§ **TÂCHES À RÉALISER**
a. Affichez chaque ligne des entrées qui contient le mot « leaf ».
b. Poursuivez le texte sur la Trinité et la miséricorde à partir de l'endroit où il s'arrête.

§ **EXTRAIT DU DOCUMENT**
>>>

La Trinité est miséricorde

La Sainte Trinité, miniature des Grandes Heures d'Anne de Bretagne illustrées par Jean Bourdichon.

La Sainte Trinité, miniature des Grandes Heures d'Anne de Bretagne illustrées par Jean Bourdichon.

 

 

Le départ de Jésus et la venue du Défenseur : Jean 16, 12-15
Autres lectures : Proverbes 8, 22-31; Psaume 8; Romains 5, 1-5

 

Dans la Bulle d'Indiction de l'Année jubilaire extraordinaire de la Miséricorde, on trouve, dès le paragraphe 2, cette très forte affirmation : « Miséricorde est le mot qui révèle le mystère de la Sainte Trinité ».  Au moment où notre Église célèbre la solennité de la Trinité, se pourrait-il que le texte évangélique proposé nous offre la possibilité d'approfondir cette affirmation du pape François?  Le texte Jean 16,12-15 fait, en effet, partie de ce qu'on désigne souvent comme le second discours d'adieu de Jésus, tant il semble reprendre des thèmes déjà abordés dans la première partie de cette section de l'évangile.

<<<

§ **DONNÉES FOURNIES**
>>>

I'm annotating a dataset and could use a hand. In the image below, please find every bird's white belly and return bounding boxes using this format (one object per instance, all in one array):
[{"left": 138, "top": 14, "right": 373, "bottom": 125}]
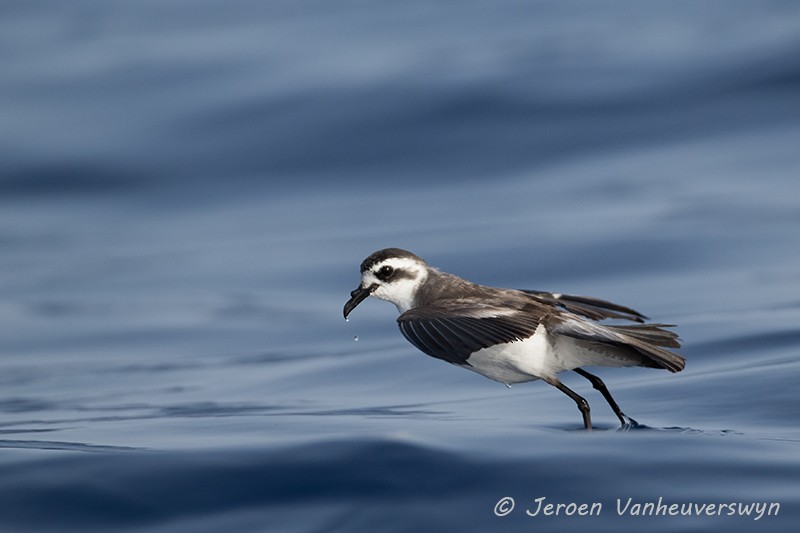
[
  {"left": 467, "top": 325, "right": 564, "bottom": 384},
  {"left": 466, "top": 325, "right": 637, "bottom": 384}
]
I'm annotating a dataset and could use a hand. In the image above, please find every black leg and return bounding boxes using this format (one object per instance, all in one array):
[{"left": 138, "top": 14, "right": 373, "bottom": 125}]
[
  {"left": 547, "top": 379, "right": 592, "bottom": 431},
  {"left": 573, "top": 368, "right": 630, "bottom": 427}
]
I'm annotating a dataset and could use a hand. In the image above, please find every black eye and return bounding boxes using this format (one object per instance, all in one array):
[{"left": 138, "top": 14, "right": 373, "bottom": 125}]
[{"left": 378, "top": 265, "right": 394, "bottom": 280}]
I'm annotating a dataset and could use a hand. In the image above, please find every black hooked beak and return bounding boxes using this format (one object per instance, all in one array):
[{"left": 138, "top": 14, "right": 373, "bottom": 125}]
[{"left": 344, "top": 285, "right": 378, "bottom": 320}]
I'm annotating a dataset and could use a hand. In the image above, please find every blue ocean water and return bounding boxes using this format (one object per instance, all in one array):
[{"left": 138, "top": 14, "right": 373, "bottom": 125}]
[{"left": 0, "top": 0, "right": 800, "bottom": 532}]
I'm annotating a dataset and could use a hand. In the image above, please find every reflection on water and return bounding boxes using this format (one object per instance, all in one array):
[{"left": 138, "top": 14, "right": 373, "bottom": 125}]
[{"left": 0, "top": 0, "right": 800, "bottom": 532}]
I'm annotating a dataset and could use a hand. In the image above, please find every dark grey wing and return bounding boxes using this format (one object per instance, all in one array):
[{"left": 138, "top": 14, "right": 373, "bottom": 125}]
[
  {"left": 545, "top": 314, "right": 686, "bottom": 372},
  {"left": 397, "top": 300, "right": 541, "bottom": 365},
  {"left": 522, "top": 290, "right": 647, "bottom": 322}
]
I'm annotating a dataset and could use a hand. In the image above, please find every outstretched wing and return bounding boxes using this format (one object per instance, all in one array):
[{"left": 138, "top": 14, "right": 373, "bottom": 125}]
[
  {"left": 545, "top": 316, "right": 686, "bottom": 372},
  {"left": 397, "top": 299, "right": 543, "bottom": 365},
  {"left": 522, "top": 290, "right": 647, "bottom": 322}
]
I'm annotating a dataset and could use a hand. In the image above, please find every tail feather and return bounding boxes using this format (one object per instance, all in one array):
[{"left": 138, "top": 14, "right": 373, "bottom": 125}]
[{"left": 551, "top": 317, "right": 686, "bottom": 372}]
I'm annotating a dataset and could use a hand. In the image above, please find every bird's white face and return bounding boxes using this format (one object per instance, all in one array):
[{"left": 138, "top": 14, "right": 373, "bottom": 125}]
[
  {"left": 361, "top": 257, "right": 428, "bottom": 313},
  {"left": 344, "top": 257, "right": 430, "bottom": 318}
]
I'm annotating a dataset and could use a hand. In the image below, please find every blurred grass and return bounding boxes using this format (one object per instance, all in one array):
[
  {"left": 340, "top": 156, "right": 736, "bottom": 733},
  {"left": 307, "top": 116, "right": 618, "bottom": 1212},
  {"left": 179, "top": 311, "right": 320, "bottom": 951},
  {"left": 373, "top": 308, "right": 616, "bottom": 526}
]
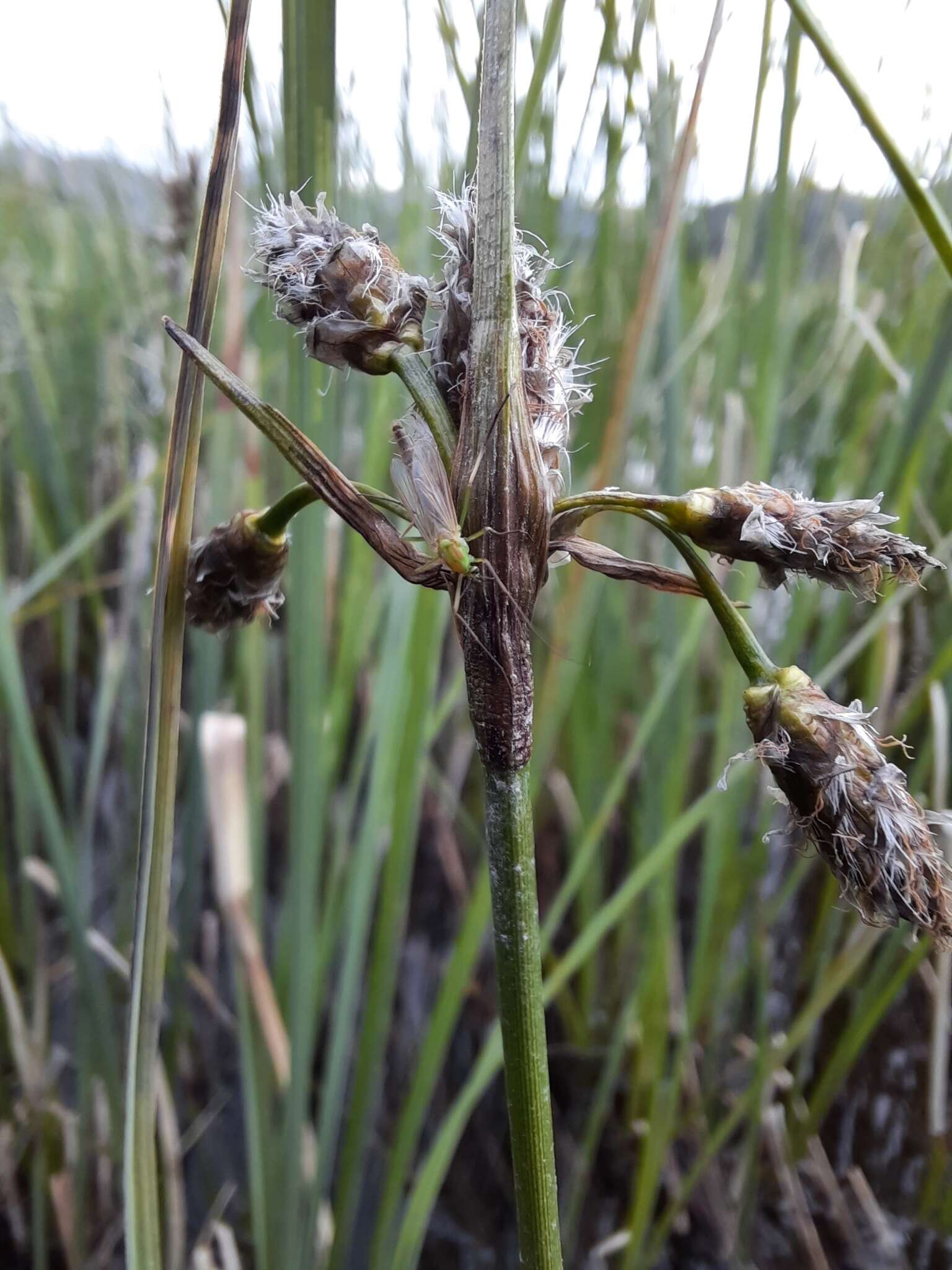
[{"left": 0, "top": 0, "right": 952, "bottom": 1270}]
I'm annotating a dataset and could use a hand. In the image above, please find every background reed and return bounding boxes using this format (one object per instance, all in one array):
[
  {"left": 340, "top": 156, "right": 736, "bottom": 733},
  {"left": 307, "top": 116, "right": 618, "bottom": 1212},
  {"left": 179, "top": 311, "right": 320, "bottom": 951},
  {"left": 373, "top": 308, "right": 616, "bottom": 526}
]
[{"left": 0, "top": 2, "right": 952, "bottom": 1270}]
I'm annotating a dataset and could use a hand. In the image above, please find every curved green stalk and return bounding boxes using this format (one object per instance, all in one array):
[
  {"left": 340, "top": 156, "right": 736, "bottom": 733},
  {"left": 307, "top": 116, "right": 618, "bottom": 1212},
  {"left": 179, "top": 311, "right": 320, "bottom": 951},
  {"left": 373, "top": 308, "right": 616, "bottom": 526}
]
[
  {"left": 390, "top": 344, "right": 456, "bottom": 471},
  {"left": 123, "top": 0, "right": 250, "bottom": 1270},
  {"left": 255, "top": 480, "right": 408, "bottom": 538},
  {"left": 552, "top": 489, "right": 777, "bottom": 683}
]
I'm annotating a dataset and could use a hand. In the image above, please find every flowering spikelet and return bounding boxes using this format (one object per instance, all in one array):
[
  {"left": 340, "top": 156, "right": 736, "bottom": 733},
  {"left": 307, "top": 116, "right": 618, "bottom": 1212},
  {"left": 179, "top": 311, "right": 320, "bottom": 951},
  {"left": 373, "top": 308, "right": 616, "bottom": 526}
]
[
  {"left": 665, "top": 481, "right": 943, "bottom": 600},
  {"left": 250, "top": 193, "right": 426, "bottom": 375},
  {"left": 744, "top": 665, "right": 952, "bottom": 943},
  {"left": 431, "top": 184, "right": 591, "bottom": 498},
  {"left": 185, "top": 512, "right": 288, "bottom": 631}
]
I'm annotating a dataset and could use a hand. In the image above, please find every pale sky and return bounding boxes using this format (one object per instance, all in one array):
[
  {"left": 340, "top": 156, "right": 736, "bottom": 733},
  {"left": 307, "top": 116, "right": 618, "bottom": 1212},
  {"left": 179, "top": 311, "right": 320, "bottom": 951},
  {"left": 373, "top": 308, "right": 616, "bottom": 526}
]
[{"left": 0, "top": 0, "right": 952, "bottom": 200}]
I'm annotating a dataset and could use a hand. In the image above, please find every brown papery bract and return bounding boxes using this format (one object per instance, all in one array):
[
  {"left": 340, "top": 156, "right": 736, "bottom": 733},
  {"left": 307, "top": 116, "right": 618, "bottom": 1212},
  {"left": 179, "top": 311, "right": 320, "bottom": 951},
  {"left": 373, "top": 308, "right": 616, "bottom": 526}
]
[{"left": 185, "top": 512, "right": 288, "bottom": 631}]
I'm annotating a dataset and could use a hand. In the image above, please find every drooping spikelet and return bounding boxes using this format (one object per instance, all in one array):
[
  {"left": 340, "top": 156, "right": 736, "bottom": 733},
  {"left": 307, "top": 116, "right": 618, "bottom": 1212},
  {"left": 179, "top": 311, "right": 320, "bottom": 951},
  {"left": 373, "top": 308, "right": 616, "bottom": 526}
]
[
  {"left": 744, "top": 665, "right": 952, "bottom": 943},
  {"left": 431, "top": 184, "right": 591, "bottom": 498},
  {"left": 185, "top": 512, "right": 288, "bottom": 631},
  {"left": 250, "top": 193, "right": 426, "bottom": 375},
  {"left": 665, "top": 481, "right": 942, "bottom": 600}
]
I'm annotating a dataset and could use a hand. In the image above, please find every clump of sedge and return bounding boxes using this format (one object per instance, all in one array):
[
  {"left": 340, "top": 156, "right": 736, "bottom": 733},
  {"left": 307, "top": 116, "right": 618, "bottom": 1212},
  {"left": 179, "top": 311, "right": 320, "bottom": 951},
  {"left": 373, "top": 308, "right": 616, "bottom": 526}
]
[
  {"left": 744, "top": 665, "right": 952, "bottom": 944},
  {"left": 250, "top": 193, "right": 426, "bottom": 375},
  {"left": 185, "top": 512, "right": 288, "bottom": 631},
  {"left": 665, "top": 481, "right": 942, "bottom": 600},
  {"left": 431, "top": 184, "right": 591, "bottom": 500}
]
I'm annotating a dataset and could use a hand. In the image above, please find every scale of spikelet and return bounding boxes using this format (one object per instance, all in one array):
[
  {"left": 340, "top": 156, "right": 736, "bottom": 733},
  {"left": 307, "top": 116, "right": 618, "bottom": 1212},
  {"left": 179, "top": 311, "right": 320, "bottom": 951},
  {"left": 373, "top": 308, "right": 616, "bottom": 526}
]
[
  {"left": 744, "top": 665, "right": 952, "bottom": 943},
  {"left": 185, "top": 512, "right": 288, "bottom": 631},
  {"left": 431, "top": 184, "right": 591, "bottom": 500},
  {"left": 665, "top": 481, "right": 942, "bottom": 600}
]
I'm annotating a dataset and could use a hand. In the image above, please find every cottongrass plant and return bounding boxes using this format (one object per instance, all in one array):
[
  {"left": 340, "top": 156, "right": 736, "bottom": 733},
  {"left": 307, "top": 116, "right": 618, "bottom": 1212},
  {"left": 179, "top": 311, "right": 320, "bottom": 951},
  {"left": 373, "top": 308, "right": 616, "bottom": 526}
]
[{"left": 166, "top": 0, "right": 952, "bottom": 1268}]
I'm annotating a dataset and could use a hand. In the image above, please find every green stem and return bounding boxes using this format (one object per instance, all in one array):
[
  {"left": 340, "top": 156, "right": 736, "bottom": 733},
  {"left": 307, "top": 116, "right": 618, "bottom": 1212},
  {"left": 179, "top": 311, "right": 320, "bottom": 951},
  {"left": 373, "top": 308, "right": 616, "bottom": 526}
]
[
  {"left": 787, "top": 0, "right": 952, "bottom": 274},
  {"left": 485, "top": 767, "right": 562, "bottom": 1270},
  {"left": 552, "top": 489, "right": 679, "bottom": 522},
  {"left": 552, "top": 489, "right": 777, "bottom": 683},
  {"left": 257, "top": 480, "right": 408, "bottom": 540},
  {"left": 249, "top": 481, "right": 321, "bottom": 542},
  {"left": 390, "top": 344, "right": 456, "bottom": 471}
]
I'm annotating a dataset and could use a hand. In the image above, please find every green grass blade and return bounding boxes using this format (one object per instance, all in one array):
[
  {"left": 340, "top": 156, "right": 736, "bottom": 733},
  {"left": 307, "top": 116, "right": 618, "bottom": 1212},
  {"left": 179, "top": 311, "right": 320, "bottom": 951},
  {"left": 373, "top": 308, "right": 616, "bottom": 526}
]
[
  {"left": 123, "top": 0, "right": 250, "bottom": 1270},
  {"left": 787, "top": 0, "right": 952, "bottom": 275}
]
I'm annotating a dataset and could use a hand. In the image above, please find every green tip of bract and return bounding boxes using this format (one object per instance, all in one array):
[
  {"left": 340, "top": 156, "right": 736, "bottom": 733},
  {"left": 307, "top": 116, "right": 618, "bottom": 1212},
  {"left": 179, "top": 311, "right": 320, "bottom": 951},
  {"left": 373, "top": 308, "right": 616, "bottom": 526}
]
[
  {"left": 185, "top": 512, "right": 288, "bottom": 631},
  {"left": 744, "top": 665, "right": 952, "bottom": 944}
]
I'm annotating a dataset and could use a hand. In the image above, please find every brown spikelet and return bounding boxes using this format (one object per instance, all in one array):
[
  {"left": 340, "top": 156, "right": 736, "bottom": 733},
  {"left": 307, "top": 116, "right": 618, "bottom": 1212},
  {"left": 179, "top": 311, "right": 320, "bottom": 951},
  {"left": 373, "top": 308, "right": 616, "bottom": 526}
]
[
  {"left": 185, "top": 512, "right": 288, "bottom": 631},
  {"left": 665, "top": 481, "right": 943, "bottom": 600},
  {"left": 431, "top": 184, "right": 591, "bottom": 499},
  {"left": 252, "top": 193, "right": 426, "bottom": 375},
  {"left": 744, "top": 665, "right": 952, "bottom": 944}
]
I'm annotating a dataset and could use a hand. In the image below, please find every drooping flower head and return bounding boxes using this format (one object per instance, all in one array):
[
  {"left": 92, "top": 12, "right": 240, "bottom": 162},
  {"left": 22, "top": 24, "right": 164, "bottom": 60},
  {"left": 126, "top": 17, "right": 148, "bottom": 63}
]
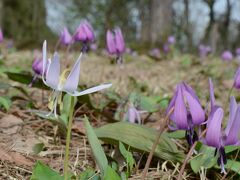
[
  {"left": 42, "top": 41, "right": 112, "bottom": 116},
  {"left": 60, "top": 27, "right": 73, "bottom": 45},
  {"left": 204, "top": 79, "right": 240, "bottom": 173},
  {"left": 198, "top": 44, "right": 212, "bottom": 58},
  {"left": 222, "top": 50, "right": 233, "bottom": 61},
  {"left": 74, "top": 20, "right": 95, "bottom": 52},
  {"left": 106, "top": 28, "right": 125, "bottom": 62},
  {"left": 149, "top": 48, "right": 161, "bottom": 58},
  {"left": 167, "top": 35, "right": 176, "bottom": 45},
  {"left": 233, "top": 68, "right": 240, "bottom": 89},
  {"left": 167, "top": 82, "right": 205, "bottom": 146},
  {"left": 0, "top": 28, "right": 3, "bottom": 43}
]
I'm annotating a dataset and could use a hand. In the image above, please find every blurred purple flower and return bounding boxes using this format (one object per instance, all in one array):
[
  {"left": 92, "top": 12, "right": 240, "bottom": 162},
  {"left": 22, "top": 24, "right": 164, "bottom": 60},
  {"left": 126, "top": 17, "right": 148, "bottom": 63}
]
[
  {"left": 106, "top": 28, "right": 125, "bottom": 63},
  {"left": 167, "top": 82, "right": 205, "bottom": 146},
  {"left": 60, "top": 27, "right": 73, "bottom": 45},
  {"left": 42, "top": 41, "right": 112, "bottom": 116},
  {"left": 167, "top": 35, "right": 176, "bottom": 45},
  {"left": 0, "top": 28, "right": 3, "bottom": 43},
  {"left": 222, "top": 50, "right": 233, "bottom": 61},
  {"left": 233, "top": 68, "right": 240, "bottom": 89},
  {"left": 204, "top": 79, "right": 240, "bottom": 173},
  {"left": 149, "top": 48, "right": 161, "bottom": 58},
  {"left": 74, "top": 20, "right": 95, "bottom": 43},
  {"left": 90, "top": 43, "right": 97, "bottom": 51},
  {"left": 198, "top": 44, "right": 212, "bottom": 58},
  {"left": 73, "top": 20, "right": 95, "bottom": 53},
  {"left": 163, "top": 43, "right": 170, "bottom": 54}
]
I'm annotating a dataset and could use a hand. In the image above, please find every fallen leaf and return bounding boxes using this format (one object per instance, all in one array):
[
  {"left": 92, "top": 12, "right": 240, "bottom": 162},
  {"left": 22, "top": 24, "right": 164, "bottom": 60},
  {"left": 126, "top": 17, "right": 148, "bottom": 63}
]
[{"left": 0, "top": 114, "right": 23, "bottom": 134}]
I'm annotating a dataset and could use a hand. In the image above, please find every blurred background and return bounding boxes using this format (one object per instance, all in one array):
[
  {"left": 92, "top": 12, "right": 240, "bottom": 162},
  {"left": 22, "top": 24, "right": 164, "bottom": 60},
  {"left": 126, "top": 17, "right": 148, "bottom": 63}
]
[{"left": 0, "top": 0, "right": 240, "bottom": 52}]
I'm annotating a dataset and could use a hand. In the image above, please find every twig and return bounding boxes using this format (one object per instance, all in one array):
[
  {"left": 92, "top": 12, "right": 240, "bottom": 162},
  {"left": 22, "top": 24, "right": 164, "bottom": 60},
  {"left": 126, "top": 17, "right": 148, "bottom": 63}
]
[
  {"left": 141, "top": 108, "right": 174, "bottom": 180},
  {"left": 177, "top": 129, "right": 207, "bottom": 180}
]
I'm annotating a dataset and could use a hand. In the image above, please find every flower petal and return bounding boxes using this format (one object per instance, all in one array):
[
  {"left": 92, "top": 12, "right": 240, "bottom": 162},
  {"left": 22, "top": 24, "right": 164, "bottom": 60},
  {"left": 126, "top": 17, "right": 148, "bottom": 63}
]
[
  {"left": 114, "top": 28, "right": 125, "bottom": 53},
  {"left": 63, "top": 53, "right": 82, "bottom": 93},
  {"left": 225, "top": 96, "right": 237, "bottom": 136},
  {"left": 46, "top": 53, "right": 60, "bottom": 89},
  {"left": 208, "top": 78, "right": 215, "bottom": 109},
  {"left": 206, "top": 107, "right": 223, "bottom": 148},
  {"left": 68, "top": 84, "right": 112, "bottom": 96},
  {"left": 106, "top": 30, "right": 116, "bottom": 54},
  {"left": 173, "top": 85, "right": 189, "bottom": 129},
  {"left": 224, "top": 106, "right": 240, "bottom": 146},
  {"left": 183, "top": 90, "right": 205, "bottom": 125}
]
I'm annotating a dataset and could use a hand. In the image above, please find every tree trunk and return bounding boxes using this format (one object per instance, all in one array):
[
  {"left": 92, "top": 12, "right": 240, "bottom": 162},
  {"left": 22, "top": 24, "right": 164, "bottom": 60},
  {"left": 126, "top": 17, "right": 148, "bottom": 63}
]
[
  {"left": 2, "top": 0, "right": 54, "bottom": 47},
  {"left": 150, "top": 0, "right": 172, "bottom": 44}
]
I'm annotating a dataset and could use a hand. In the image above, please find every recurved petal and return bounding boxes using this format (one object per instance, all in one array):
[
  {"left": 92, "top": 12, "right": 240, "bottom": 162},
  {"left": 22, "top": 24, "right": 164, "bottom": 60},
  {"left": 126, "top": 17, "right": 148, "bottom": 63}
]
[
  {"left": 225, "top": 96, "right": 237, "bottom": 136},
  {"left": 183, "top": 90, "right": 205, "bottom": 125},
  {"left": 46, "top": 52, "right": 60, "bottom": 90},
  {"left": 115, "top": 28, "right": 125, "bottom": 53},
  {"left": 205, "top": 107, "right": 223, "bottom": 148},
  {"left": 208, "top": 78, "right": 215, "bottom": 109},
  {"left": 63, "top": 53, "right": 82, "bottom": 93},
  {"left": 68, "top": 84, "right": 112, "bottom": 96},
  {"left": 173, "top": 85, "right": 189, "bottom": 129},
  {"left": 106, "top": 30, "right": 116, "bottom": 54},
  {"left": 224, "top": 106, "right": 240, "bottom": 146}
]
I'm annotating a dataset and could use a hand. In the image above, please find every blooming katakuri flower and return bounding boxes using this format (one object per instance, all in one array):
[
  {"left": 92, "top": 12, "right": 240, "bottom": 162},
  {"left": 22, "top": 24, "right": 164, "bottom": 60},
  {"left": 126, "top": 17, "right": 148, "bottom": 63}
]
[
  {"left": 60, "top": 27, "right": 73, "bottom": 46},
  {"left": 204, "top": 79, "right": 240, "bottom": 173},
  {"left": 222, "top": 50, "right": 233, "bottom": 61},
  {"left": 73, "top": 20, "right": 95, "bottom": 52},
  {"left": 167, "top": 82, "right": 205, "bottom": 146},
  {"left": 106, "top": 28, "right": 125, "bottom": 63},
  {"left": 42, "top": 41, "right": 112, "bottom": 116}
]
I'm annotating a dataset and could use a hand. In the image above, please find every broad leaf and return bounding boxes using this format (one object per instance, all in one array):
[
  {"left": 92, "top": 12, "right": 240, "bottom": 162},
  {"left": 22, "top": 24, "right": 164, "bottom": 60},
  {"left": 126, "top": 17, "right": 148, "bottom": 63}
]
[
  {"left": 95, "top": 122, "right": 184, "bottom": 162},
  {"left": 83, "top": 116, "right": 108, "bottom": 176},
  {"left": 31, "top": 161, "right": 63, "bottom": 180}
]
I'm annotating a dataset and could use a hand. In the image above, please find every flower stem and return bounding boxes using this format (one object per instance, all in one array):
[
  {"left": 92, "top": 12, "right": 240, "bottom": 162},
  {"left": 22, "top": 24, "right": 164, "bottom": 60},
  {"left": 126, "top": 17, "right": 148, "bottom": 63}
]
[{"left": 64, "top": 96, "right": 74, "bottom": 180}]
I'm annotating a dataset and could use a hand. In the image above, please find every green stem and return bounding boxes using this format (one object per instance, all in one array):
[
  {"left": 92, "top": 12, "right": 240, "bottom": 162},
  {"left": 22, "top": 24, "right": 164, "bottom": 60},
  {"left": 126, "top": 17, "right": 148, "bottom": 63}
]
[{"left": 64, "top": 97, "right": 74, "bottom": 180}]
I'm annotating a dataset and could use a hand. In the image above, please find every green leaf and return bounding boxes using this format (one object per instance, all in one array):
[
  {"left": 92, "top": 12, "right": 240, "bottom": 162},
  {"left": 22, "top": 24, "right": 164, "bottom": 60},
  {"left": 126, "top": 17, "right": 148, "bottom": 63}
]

<<<

§ **RÉPONSES CI-DESSOUS**
a.
I'm annotating a dataset and could use a hand. In the image above, please find every fallen leaf and return bounding boxes using this format (one object per instance, all in one array):
I'm annotating a dataset and could use a hand. In the image above, please find every broad leaf and return bounding boxes using this format (one object per instance, all in one array):
I'm annotating a dataset and could use a hand. In the image above, please find every green leaf and return bounding boxes using this format (one object per instance, all in one array):

b.
L’Esprit de sainteté et de vérité

     Une première lecture des versets 12-15 nous porterait à dire que c'est surtout la personne de l'Esprit qui y est mise en lumière, désignée comme « Esprit de Vérité ».  À noter que dans le livre des signes (Jn 1-12) et dans le récit de la passion-résurrection de Jésus (Jn 18-20) l'Esprit est évoqué sous deux appellations : Esprit et Esprit Saint. Dans l'ensemble du discours d’adieu (Jn 14-17), on a deux autres appellations: celle que nous avons identifiée en Jn 16, 13 : l’Esprit de Vérité, et une autre que l'on retrouve dans 4 des 5 passages du discours qui parlent de l'Esprit comme le Paraclet. Comme le passage Jn 14, 16-17 utilise, pour évoquer l'Esprit, les deux appellations : « Esprit de Vérité » et « Paraclet » et que Jn 14, 26 porte « Paraclet » et « Esprit Saint », il ne fait pas l'ombre d'un doute que nos appellations du discours d'adieu se réfèrent bien à l'Esprit Saint.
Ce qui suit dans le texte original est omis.